### SUPPLIED ENTRIES
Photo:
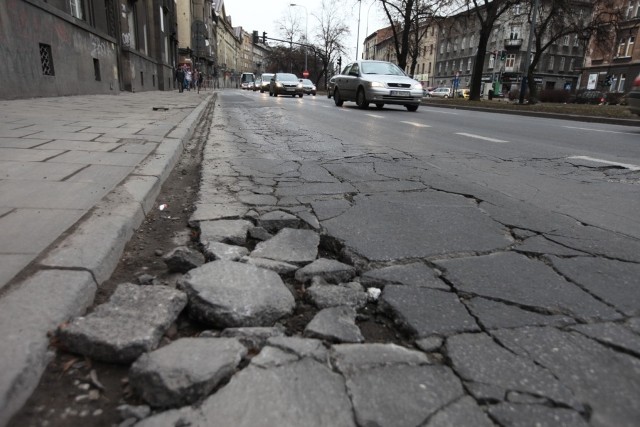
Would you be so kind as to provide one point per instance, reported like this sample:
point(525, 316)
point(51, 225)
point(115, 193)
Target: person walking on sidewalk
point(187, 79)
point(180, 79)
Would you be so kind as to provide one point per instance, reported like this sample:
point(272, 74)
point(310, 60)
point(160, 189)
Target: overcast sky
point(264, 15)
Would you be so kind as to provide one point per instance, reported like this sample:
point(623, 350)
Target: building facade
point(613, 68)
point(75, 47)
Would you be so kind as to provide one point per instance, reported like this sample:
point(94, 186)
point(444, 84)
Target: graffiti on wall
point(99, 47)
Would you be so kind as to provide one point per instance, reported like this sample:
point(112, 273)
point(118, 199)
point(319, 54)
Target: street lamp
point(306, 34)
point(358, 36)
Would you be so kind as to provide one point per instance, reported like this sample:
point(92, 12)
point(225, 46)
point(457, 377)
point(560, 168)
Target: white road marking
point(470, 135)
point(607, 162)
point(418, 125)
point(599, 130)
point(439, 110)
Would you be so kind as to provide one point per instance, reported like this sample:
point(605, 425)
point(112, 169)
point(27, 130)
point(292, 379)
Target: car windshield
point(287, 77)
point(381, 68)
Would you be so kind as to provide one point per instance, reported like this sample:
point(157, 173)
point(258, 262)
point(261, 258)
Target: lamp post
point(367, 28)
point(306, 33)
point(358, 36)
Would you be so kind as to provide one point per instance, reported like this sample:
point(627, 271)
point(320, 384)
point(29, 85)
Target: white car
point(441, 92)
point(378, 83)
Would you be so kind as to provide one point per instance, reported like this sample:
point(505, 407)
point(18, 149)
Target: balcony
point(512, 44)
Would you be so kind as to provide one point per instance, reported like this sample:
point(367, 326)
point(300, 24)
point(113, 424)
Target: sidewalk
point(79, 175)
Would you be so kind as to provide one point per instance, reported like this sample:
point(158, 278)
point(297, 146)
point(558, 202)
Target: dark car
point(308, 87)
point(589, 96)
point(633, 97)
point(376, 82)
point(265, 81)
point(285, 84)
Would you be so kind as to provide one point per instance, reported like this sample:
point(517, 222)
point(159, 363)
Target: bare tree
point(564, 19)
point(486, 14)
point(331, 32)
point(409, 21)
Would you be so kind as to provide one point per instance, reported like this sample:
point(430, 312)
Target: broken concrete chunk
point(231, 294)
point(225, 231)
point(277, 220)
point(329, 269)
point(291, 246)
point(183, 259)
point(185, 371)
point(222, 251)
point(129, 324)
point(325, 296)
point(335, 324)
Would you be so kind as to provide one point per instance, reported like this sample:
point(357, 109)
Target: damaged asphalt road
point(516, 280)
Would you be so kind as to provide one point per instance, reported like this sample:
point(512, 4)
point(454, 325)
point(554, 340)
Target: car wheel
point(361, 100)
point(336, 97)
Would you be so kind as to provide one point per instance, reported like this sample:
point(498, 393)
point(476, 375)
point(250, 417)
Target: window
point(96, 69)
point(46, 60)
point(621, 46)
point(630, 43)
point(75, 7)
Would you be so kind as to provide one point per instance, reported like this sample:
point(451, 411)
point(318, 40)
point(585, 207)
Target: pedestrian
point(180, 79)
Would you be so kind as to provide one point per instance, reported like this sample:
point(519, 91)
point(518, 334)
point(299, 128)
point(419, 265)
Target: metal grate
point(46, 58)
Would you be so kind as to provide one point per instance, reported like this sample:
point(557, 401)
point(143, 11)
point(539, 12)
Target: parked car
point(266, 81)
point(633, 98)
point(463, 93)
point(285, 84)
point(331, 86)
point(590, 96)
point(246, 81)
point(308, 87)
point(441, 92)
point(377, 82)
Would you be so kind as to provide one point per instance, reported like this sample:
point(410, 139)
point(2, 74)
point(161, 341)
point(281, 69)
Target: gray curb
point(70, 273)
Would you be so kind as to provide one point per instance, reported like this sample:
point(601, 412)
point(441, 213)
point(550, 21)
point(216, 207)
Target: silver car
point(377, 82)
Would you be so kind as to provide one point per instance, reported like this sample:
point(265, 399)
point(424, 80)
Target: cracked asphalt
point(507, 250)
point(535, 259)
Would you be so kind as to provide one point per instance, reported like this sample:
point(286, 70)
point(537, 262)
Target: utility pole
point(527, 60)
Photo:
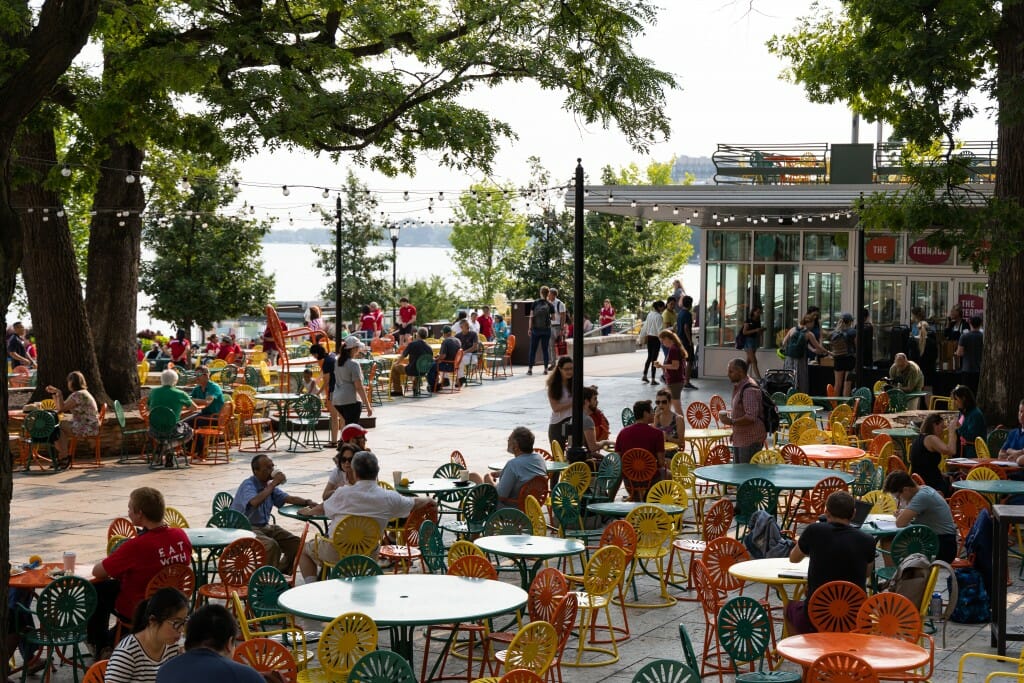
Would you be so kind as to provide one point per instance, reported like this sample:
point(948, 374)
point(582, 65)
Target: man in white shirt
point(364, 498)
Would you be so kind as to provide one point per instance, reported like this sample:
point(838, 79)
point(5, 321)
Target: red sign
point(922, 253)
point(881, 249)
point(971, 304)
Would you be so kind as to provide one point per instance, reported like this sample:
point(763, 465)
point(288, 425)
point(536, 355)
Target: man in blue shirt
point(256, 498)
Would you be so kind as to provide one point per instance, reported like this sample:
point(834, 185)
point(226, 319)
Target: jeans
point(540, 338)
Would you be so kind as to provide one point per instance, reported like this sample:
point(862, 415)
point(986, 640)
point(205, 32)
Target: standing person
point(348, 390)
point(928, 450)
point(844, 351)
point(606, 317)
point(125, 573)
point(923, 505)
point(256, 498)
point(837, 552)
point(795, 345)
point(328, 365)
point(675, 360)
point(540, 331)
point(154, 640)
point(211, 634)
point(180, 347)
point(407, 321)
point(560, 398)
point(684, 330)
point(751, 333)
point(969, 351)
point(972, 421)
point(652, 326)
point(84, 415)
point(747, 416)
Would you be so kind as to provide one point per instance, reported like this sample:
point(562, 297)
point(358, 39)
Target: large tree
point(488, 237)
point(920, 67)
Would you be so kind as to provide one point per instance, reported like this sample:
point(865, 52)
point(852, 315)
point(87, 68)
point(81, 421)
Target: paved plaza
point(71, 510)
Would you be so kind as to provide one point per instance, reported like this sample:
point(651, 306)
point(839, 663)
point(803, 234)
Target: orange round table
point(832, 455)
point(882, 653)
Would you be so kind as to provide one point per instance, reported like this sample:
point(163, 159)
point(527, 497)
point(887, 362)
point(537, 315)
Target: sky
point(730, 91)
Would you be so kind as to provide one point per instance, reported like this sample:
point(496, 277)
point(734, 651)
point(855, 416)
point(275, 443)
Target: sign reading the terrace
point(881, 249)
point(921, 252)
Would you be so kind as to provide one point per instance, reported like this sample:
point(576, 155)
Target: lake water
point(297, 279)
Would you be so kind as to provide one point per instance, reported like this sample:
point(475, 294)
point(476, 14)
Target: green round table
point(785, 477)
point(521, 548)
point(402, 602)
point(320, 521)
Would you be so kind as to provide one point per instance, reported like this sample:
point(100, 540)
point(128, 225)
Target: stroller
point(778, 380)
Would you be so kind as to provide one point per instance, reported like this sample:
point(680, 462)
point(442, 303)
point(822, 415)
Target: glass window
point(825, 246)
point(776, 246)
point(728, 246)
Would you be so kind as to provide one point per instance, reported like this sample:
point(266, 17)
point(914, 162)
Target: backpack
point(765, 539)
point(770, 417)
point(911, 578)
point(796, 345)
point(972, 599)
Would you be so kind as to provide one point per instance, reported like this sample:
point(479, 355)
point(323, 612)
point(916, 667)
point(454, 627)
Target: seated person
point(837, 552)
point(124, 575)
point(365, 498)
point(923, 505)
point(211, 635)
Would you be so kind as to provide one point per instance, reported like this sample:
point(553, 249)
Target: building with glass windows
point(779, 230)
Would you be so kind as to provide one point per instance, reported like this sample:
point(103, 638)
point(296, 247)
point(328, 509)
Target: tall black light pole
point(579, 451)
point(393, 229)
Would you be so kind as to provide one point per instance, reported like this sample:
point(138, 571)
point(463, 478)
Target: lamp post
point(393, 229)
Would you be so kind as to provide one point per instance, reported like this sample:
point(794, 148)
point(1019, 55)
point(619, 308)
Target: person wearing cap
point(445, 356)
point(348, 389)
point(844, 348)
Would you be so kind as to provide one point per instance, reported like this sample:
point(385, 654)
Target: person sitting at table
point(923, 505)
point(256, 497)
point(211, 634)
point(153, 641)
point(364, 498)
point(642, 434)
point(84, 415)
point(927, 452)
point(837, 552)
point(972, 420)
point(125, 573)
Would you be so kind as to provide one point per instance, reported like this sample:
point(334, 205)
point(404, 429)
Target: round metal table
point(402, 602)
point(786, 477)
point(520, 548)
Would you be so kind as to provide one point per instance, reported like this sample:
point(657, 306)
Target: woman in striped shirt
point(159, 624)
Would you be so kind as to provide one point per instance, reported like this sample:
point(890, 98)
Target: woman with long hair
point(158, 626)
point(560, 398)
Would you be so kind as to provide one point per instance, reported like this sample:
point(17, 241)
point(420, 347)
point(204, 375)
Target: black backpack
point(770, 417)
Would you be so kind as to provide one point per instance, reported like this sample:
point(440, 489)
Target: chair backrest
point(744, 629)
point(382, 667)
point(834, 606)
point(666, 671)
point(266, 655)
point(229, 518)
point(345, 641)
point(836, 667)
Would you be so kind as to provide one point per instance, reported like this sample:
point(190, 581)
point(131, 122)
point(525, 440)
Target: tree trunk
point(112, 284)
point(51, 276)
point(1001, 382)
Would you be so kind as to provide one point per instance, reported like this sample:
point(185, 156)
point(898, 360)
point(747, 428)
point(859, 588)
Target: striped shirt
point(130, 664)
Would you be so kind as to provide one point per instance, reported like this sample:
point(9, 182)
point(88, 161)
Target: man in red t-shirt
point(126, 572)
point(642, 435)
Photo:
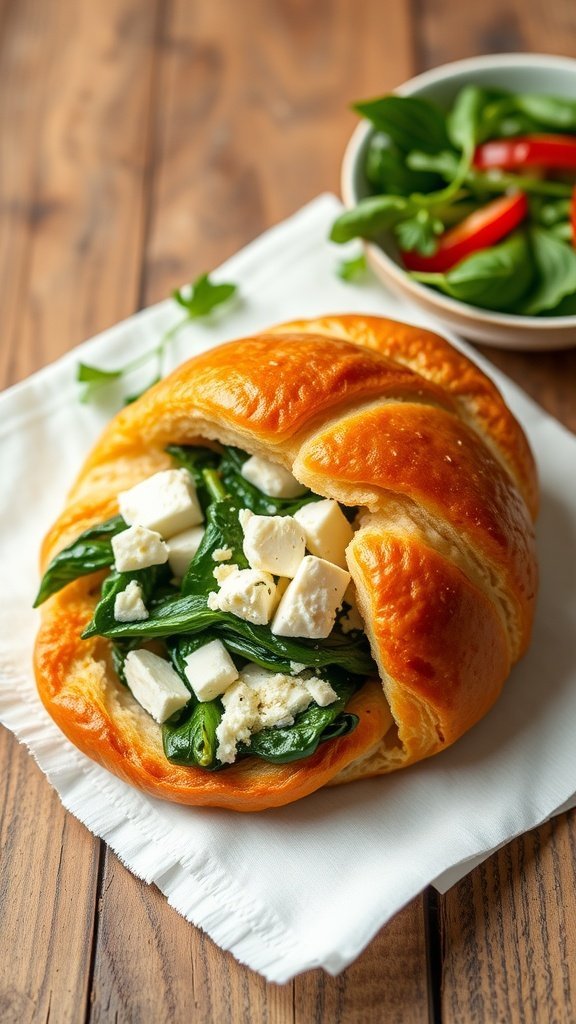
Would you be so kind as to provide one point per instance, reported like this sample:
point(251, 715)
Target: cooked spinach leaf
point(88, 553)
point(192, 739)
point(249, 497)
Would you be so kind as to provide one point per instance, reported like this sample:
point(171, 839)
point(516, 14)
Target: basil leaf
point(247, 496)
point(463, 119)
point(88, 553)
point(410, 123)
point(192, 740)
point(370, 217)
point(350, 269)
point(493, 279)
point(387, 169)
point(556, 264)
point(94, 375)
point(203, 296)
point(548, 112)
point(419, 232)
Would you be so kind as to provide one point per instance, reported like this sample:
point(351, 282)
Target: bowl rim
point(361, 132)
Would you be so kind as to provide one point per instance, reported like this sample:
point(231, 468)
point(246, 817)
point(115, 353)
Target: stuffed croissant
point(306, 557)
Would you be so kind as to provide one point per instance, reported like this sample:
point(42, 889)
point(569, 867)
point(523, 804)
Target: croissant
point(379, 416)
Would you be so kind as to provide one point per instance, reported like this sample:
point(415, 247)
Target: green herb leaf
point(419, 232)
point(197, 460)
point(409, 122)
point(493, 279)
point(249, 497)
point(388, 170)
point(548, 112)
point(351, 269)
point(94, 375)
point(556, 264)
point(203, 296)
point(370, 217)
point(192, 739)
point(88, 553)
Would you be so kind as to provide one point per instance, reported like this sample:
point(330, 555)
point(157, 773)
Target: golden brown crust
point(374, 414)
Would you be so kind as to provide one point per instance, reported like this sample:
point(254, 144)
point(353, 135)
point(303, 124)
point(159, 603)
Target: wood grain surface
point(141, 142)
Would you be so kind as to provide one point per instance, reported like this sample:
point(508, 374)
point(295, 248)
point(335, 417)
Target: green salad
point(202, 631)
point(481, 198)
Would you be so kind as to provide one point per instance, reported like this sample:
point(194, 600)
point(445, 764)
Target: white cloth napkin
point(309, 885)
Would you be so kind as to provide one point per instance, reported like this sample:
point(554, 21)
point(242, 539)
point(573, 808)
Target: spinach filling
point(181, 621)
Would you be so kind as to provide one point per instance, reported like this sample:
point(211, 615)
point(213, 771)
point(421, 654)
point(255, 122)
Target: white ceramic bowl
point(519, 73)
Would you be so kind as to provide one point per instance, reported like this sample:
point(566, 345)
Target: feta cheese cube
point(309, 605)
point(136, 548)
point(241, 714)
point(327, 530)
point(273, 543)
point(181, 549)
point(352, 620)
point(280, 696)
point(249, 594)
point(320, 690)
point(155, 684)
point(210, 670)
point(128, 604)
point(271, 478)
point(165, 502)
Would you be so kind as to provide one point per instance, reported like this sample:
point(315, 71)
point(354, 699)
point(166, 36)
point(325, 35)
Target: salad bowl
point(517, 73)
######
** DIRECTIONS FOR THIS TASK **
Rewrite the stretch of the material from the start through the line containing "point(378, 83)", changing "sidewalk" to "pavement" and keeping everything else the same. Leave the pictures out of your answer.

** PROBLEM SOLUTION **
Photo:
Would you be so kind as to provide one point per instance, reported like this sample:
point(525, 316)
point(51, 225)
point(115, 193)
Target: person walking on pavement
point(187, 79)
point(180, 79)
Would you be so kind as to provide one point per instance, reported like this sample:
point(272, 74)
point(310, 60)
point(160, 189)
Target: overcast sky
point(264, 15)
Would you be so kind as to provide one point per instance, reported like this sample:
point(623, 350)
Target: building facade
point(613, 68)
point(75, 47)
Would you be so kind as to provide one point per instance, reported like this sample:
point(94, 186)
point(444, 84)
Target: graffiti on wall
point(99, 47)
Would you be so kind as to provide one point per instance, reported like this sample:
point(112, 273)
point(118, 199)
point(319, 54)
Target: street lamp
point(306, 34)
point(358, 36)
Would you be so kind as to provide one point per instance, reported like this sample:
point(92, 12)
point(225, 46)
point(457, 377)
point(560, 168)
Target: white road marking
point(470, 135)
point(607, 162)
point(418, 125)
point(599, 130)
point(439, 110)
Would you be so kind as to provide one point per instance, reported like this sample:
point(605, 425)
point(112, 169)
point(27, 130)
point(292, 379)
Target: car windshield
point(287, 77)
point(381, 68)
Would you be so kind as to provide one point per instance, reported like this sample:
point(157, 173)
point(258, 262)
point(261, 258)
Target: lamp post
point(367, 28)
point(306, 33)
point(358, 36)
Would you be so kind as to provide one point per instance, reported like this sample:
point(627, 271)
point(320, 384)
point(29, 85)
Target: white car
point(441, 92)
point(378, 83)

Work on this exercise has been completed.